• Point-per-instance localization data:
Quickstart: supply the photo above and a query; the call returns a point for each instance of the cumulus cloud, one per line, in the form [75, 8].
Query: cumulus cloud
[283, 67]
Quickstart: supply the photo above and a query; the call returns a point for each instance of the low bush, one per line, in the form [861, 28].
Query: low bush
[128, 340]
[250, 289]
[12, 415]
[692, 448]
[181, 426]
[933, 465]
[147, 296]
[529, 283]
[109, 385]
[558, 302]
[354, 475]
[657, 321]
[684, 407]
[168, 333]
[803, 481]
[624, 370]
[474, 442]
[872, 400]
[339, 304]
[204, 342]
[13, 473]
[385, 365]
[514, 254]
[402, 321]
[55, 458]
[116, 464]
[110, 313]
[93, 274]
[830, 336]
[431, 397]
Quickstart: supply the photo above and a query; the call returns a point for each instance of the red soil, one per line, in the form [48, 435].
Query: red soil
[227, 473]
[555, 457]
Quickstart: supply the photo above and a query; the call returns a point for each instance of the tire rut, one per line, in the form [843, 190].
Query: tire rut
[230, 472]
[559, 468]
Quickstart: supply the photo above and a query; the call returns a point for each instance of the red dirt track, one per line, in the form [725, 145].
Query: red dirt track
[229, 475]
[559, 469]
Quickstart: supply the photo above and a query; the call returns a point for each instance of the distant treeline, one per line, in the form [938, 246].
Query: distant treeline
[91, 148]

• Work item: Your answer should consist only of the lines from the one that holds "Query: red soil" to the end of the entries above, both ends included, each repeated exactly.

• Task result:
Query: red soil
[227, 473]
[555, 457]
Quickstart: supply the photo above and a query; the call returns a point for each instance of the tire rut, one per line, in the form [843, 190].
Query: tire rut
[230, 472]
[559, 468]
Quickstart: supply the photo above and a query; the call returns a point for each instance of the red dirt track, one per line, in the form [725, 145].
Query: red dirt track
[229, 475]
[559, 469]
Quickstart: supply the photo above and a query; the call returns a point for each instance of the distant treeline, one per line, in the form [938, 246].
Query: distant treeline
[91, 148]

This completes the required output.